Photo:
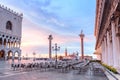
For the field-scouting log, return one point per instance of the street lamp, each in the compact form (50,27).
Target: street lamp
(34,56)
(56,48)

Work instructions:
Return each row above verbatim, leaving out the pictures.

The completed task:
Photo:
For the field-scouting log, return one point per instance of the street lamp, each in the compact form (50,27).
Target: street lamp
(34,56)
(56,48)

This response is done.